*Aim of the task*: Extract every line in the records below that contains the word "with", copying each line as it appears.

*Raw data*:
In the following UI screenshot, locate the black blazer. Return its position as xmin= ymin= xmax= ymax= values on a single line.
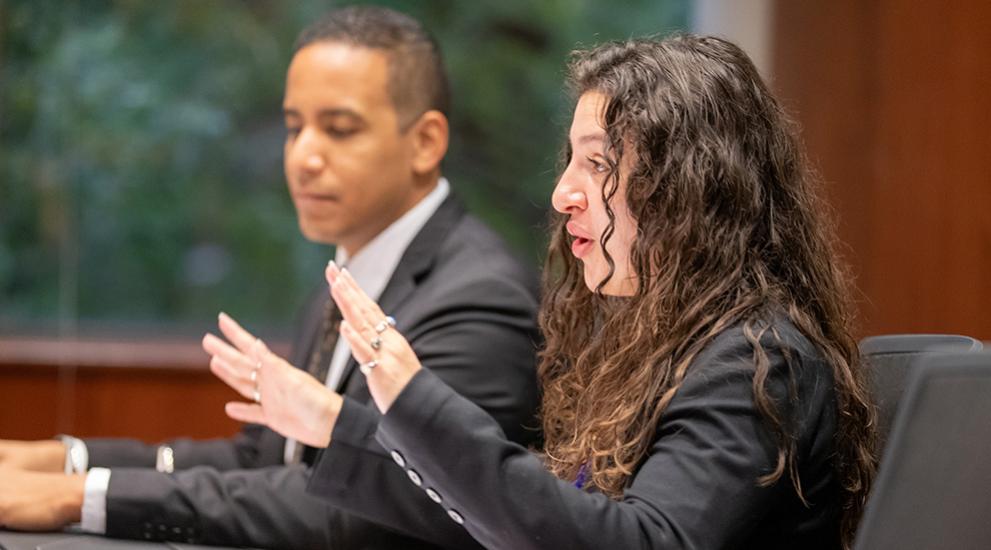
xmin=86 ymin=197 xmax=538 ymax=550
xmin=322 ymin=320 xmax=840 ymax=550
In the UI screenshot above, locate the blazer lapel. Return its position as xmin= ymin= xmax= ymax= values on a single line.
xmin=338 ymin=196 xmax=465 ymax=389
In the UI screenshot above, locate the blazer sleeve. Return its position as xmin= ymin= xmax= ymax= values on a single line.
xmin=309 ymin=282 xmax=539 ymax=548
xmin=106 ymin=465 xmax=335 ymax=548
xmin=350 ymin=336 xmax=820 ymax=549
xmin=83 ymin=425 xmax=285 ymax=470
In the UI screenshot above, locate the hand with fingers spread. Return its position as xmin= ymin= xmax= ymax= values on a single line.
xmin=203 ymin=313 xmax=343 ymax=447
xmin=326 ymin=262 xmax=423 ymax=414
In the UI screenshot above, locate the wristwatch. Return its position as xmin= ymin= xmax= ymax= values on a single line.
xmin=155 ymin=445 xmax=175 ymax=474
xmin=55 ymin=434 xmax=89 ymax=474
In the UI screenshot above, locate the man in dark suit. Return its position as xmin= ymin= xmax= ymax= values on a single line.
xmin=0 ymin=7 xmax=538 ymax=549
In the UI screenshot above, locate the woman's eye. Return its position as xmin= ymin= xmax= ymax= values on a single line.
xmin=586 ymin=157 xmax=609 ymax=174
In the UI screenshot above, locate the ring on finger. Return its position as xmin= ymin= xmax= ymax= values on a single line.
xmin=375 ymin=315 xmax=396 ymax=334
xmin=358 ymin=359 xmax=379 ymax=376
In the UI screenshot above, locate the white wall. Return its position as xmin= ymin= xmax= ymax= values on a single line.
xmin=692 ymin=0 xmax=775 ymax=80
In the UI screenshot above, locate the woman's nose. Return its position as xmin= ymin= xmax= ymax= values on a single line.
xmin=551 ymin=170 xmax=588 ymax=214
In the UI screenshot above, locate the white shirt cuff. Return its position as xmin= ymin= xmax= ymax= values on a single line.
xmin=80 ymin=468 xmax=110 ymax=535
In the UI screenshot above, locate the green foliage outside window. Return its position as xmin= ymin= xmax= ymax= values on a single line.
xmin=0 ymin=0 xmax=690 ymax=333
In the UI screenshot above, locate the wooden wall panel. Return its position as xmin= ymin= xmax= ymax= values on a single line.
xmin=0 ymin=337 xmax=288 ymax=442
xmin=774 ymin=0 xmax=991 ymax=339
xmin=0 ymin=365 xmax=239 ymax=442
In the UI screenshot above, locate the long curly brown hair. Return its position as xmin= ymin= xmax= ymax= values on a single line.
xmin=539 ymin=35 xmax=876 ymax=545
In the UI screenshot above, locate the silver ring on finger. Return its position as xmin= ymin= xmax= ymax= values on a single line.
xmin=375 ymin=315 xmax=396 ymax=334
xmin=358 ymin=359 xmax=379 ymax=376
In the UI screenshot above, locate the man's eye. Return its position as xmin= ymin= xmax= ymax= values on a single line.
xmin=327 ymin=128 xmax=358 ymax=138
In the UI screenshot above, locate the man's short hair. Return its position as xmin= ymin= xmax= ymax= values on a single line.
xmin=293 ymin=6 xmax=451 ymax=129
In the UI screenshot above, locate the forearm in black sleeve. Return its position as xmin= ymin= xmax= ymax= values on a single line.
xmin=309 ymin=308 xmax=538 ymax=548
xmin=107 ymin=465 xmax=337 ymax=548
xmin=83 ymin=425 xmax=278 ymax=470
xmin=377 ymin=344 xmax=800 ymax=549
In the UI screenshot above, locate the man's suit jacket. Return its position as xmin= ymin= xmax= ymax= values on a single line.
xmin=330 ymin=318 xmax=841 ymax=550
xmin=86 ymin=197 xmax=539 ymax=550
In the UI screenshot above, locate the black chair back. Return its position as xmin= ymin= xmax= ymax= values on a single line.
xmin=860 ymin=334 xmax=983 ymax=450
xmin=854 ymin=352 xmax=991 ymax=550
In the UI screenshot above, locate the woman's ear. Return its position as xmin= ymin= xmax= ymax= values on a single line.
xmin=409 ymin=111 xmax=450 ymax=175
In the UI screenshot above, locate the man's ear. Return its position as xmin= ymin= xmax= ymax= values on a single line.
xmin=409 ymin=111 xmax=450 ymax=175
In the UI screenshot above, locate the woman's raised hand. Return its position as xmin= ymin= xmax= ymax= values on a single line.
xmin=326 ymin=262 xmax=423 ymax=414
xmin=203 ymin=313 xmax=343 ymax=447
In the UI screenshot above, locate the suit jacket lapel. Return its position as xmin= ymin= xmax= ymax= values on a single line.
xmin=339 ymin=192 xmax=465 ymax=388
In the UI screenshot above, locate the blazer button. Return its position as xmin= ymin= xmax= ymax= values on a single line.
xmin=406 ymin=470 xmax=423 ymax=487
xmin=392 ymin=451 xmax=406 ymax=468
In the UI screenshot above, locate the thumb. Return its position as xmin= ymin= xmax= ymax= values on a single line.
xmin=224 ymin=401 xmax=265 ymax=425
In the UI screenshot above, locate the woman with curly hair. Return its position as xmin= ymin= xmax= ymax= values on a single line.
xmin=207 ymin=35 xmax=875 ymax=549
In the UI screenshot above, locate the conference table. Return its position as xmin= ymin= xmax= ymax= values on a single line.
xmin=0 ymin=529 xmax=248 ymax=550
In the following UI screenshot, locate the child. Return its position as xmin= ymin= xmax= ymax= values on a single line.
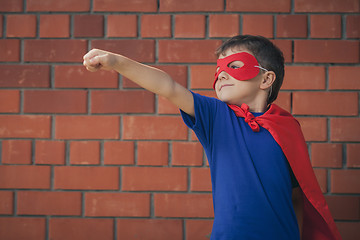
xmin=84 ymin=36 xmax=341 ymax=240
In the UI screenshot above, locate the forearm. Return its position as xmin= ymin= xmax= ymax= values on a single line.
xmin=113 ymin=54 xmax=177 ymax=98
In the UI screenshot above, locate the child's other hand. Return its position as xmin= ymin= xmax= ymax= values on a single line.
xmin=83 ymin=49 xmax=116 ymax=72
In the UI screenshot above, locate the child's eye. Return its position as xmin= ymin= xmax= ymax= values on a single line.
xmin=230 ymin=65 xmax=240 ymax=69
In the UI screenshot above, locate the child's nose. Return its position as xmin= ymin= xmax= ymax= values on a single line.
xmin=218 ymin=71 xmax=229 ymax=80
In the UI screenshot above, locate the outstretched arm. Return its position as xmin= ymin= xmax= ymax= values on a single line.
xmin=83 ymin=49 xmax=195 ymax=116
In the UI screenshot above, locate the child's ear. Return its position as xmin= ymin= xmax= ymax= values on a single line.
xmin=260 ymin=71 xmax=276 ymax=90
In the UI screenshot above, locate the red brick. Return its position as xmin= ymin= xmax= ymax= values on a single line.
xmin=6 ymin=14 xmax=36 ymax=37
xmin=0 ymin=191 xmax=14 ymax=215
xmin=121 ymin=167 xmax=188 ymax=191
xmin=329 ymin=66 xmax=360 ymax=90
xmin=117 ymin=219 xmax=183 ymax=240
xmin=326 ymin=196 xmax=360 ymax=220
xmin=54 ymin=166 xmax=119 ymax=190
xmin=0 ymin=0 xmax=24 ymax=12
xmin=330 ymin=118 xmax=360 ymax=142
xmin=39 ymin=14 xmax=70 ymax=38
xmin=314 ymin=168 xmax=327 ymax=193
xmin=0 ymin=39 xmax=20 ymax=62
xmin=190 ymin=168 xmax=211 ymax=192
xmin=281 ymin=66 xmax=325 ymax=90
xmin=55 ymin=116 xmax=120 ymax=139
xmin=123 ymin=65 xmax=187 ymax=89
xmin=346 ymin=15 xmax=360 ymax=38
xmin=70 ymin=141 xmax=100 ymax=165
xmin=26 ymin=0 xmax=90 ymax=12
xmin=49 ymin=218 xmax=114 ymax=240
xmin=226 ymin=0 xmax=291 ymax=12
xmin=158 ymin=96 xmax=180 ymax=114
xmin=293 ymin=92 xmax=358 ymax=116
xmin=0 ymin=90 xmax=20 ymax=113
xmin=107 ymin=15 xmax=137 ymax=37
xmin=336 ymin=222 xmax=360 ymax=240
xmin=94 ymin=0 xmax=157 ymax=12
xmin=294 ymin=40 xmax=359 ymax=63
xmin=276 ymin=15 xmax=308 ymax=38
xmin=35 ymin=140 xmax=65 ymax=165
xmin=154 ymin=193 xmax=214 ymax=218
xmin=209 ymin=14 xmax=240 ymax=37
xmin=24 ymin=90 xmax=87 ymax=113
xmin=172 ymin=142 xmax=204 ymax=166
xmin=91 ymin=90 xmax=155 ymax=113
xmin=274 ymin=92 xmax=291 ymax=112
xmin=160 ymin=0 xmax=224 ymax=12
xmin=0 ymin=217 xmax=46 ymax=240
xmin=174 ymin=14 xmax=206 ymax=38
xmin=24 ymin=39 xmax=87 ymax=62
xmin=17 ymin=191 xmax=81 ymax=216
xmin=2 ymin=140 xmax=32 ymax=164
xmin=74 ymin=15 xmax=104 ymax=37
xmin=0 ymin=115 xmax=51 ymax=138
xmin=122 ymin=116 xmax=187 ymax=140
xmin=242 ymin=15 xmax=274 ymax=38
xmin=141 ymin=14 xmax=171 ymax=38
xmin=310 ymin=15 xmax=341 ymax=38
xmin=104 ymin=141 xmax=135 ymax=165
xmin=159 ymin=40 xmax=221 ymax=63
xmin=0 ymin=166 xmax=50 ymax=189
xmin=137 ymin=141 xmax=169 ymax=166
xmin=271 ymin=39 xmax=293 ymax=63
xmin=55 ymin=65 xmax=119 ymax=88
xmin=85 ymin=193 xmax=150 ymax=217
xmin=91 ymin=39 xmax=155 ymax=63
xmin=0 ymin=65 xmax=50 ymax=88
xmin=297 ymin=117 xmax=327 ymax=141
xmin=185 ymin=219 xmax=213 ymax=240
xmin=311 ymin=143 xmax=342 ymax=168
xmin=346 ymin=143 xmax=360 ymax=168
xmin=0 ymin=15 xmax=4 ymax=38
xmin=190 ymin=65 xmax=216 ymax=89
xmin=331 ymin=169 xmax=360 ymax=193
xmin=294 ymin=0 xmax=359 ymax=13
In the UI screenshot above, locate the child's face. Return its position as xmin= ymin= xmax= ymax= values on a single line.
xmin=214 ymin=47 xmax=263 ymax=105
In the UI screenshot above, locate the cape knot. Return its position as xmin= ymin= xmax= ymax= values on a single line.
xmin=240 ymin=104 xmax=260 ymax=132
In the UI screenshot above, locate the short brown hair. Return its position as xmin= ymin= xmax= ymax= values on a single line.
xmin=215 ymin=35 xmax=285 ymax=104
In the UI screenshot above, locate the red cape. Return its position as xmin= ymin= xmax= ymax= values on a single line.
xmin=229 ymin=104 xmax=342 ymax=240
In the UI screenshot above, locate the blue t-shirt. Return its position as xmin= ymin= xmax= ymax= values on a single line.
xmin=181 ymin=93 xmax=300 ymax=240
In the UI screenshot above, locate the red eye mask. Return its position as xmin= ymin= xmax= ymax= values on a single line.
xmin=213 ymin=52 xmax=263 ymax=89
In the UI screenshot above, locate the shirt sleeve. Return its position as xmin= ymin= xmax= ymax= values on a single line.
xmin=180 ymin=92 xmax=220 ymax=147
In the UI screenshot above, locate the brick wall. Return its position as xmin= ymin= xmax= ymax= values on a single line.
xmin=0 ymin=0 xmax=360 ymax=240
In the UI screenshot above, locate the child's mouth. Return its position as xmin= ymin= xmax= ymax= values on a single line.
xmin=219 ymin=84 xmax=233 ymax=91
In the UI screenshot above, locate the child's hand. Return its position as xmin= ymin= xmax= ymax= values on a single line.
xmin=83 ymin=49 xmax=116 ymax=72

*Finished task*:
In the UI screenshot above, locate the hand with fingers spread. Return its position as xmin= ymin= xmax= ymax= values on a single line.
In the UI screenshot above, locate the woman with curly hair. Return its position as xmin= ymin= xmax= ymax= values on a single line.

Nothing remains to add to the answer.